- [WHAT TO DO] Could you copy the story about Benny between "A lot of people" and "problems go away.", inclusive, swapping "subway" for "bus"?

- [GIVEN PASSAGE]

A lot of people say friendships are short-lived in New York City. Everything moves so fast. You talk to a kind stranger on the subway then never see him again. You give someone directions and wish her well on her journey. I’ve had many of these fleeting conversations. But nothing compares to the one I had with Benny.
I first met Benny after waking from an afternoon pity nap– rosary beads in my hand and religious articles all over my room. A pity nap is the kind where you have nothing to do, no job, nowhere to go and no money in your pocket, so you just pull the covers over your head and pray to every religious figure (dead and alive) you’ve ever heard of– from Jesus to Buddha to Jehovah to the Dalai Lama –to make all your problems go away.
Thanks to a debt collector that woke me up from my nap, I couldn’t sleep. So I made myself a plate of leftover pasta. Just as I was about to heat it up, I found Benny on the floor near the microwave. He was lying on his back, kicking his barbed legs in desperation, his torso the color of a rusted coin from the 1970s. I grabbed a napkin, crouched and picked him up. There he lie in my hand, the ugliest, most pathetic cockroach moving slowly, like a battery-operated toy about to lose its power. I lost my appetite.

- [DATASET ENTRIES]
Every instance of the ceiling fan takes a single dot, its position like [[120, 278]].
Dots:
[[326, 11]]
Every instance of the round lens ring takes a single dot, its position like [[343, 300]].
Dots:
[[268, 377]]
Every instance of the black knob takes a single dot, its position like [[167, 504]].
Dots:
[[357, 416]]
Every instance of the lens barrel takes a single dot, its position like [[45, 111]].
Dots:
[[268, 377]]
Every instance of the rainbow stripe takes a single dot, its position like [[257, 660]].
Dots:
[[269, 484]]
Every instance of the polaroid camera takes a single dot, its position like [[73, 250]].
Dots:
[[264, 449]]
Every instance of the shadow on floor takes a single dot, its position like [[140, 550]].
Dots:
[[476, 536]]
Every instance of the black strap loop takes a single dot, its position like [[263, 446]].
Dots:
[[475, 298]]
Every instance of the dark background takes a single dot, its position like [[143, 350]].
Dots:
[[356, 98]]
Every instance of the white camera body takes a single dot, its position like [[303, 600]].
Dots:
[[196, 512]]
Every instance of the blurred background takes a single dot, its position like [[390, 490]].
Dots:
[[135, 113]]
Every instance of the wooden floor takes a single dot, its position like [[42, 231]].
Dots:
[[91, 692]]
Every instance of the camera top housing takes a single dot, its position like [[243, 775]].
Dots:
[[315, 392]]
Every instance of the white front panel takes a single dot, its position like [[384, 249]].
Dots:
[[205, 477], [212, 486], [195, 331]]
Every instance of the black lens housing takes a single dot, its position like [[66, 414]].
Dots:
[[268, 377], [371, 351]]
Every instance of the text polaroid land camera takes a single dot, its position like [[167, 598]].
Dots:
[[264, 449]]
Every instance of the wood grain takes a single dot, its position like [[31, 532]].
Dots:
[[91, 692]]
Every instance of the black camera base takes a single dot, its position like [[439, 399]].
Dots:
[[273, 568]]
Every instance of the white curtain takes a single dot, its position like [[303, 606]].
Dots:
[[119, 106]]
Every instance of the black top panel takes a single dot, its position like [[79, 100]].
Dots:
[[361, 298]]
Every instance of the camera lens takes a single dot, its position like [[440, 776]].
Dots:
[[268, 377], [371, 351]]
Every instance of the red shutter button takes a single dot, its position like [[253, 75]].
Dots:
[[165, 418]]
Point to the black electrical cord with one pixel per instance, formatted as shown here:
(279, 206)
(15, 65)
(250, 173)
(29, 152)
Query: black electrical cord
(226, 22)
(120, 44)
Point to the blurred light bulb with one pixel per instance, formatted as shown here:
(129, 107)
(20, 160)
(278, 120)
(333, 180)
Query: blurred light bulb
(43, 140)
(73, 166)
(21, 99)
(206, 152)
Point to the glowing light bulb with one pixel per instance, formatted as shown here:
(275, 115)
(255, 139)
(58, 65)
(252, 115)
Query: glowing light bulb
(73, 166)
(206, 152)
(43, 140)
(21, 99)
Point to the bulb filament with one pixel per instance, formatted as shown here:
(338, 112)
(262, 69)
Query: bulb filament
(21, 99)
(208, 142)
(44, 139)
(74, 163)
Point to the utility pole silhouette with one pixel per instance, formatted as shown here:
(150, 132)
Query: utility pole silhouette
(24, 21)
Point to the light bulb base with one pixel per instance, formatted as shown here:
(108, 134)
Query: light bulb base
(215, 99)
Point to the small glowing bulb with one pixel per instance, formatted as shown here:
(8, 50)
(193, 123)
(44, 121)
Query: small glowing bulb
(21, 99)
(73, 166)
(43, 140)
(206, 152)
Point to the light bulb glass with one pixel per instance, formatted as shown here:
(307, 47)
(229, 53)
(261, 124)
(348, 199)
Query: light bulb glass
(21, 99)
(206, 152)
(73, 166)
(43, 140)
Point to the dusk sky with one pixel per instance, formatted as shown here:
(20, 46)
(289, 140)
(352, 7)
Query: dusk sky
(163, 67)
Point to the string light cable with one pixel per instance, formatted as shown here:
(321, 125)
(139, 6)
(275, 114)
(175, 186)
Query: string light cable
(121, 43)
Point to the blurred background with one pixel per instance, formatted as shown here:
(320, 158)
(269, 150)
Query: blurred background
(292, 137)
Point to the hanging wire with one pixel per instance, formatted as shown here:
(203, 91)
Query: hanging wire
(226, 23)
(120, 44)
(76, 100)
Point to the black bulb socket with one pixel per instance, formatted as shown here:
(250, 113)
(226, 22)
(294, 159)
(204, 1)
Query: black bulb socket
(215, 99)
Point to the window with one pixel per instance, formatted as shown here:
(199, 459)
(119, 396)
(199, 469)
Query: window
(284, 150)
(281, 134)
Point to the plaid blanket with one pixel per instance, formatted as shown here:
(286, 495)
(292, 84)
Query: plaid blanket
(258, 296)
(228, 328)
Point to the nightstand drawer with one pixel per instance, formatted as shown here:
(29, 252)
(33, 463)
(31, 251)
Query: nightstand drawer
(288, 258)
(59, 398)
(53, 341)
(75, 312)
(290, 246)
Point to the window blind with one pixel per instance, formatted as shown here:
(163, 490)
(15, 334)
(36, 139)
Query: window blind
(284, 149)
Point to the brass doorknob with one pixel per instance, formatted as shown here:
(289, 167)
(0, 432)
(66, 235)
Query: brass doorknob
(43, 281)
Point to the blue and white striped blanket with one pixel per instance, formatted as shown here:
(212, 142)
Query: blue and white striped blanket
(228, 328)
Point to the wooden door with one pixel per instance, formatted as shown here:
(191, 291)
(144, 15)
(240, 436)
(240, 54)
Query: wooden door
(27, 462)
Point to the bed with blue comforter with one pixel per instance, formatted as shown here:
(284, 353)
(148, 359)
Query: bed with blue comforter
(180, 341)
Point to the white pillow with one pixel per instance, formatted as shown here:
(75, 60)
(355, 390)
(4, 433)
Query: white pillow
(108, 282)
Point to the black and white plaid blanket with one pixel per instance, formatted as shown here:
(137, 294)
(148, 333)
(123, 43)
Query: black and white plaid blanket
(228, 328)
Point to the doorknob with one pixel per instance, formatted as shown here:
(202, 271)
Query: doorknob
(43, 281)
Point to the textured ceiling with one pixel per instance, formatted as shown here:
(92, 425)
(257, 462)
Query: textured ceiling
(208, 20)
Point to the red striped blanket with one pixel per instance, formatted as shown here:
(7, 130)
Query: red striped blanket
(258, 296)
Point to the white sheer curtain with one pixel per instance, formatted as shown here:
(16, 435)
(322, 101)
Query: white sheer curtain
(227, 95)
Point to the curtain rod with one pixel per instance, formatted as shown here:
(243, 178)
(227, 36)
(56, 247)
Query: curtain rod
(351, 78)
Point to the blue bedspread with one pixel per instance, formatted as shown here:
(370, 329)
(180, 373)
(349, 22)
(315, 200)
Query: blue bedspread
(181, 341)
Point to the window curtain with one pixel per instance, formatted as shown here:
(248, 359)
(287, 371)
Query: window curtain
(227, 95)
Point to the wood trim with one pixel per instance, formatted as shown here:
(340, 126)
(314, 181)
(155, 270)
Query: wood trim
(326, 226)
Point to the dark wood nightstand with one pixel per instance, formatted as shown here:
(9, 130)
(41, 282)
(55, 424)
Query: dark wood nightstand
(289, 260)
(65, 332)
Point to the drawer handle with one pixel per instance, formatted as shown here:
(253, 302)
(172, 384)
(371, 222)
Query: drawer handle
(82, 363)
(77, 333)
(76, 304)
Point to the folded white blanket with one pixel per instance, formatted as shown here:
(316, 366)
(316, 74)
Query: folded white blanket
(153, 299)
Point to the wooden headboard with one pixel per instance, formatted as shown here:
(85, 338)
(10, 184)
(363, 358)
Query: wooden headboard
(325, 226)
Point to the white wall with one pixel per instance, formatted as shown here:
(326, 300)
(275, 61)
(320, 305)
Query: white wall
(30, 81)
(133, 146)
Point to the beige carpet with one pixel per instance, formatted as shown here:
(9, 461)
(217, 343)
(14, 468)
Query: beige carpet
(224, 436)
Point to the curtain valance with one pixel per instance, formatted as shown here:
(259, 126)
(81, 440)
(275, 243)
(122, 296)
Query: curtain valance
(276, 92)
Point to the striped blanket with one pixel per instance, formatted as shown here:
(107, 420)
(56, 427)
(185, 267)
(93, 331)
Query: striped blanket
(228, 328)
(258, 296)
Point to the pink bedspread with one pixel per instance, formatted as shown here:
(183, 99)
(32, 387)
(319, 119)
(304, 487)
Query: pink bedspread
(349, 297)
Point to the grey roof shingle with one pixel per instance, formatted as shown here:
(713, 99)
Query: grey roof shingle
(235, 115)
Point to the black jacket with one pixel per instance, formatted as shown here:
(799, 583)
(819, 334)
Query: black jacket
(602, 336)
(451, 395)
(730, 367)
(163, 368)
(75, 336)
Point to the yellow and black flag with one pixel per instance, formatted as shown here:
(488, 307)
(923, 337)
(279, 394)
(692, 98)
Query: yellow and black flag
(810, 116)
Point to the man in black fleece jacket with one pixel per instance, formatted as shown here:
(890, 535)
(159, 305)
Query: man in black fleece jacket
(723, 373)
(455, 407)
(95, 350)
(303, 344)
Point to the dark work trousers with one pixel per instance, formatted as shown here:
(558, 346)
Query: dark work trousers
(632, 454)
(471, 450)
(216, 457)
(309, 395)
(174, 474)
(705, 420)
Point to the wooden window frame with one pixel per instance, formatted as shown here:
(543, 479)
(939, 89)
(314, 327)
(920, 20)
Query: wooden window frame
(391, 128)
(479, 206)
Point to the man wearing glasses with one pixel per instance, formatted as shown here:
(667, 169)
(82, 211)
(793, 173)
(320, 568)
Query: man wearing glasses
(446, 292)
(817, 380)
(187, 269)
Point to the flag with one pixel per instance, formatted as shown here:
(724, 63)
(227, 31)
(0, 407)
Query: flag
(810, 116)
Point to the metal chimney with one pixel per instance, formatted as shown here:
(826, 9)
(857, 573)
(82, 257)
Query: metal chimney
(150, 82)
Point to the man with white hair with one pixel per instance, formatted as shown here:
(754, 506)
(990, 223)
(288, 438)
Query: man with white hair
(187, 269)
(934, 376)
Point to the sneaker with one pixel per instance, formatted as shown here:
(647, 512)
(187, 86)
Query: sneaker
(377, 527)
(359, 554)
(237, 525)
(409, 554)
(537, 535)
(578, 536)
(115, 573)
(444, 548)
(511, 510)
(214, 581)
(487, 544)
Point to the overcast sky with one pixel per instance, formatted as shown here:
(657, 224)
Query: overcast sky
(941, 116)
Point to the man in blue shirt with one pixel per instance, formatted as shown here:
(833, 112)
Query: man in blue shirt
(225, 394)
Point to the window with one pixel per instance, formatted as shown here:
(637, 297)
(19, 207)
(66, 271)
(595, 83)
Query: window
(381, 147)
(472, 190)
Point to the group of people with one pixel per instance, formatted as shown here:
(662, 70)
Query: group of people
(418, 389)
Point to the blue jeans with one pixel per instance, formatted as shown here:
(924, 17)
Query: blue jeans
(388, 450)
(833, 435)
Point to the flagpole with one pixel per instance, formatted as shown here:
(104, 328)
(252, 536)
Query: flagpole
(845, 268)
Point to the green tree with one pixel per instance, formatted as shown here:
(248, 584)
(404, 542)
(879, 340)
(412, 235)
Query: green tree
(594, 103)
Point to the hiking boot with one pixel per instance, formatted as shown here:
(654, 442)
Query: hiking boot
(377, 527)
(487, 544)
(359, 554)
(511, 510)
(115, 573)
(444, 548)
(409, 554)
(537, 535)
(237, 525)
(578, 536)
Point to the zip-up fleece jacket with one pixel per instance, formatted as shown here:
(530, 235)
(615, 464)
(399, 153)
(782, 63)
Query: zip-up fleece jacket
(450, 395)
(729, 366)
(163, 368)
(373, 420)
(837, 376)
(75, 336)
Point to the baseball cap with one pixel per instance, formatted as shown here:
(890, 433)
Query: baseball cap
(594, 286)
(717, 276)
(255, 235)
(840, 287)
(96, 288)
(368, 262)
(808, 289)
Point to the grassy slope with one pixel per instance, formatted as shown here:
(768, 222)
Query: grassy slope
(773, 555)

- [RESPONSE TO THE TASK]
A lot of people say friendships are short-lived in New York City. Everything moves so fast. You talk to a kind stranger on the bus then never see him again. You give someone directions and wish her well on her journey. I’ve had many of these fleeting conversations. But nothing compares to the one I had with Benny.
I first met Benny after waking from an afternoon pity nap– rosary beads in my hand and religious articles all over my room. A pity nap is the kind where you have nothing to do, no job, nowhere to go and no money in your pocket, so you just pull the covers over your head and pray to every religious figure (dead and alive) you’ve ever heard of– from Jesus to Buddha to Jehovah to the Dalai Lama –to make all your problems go away.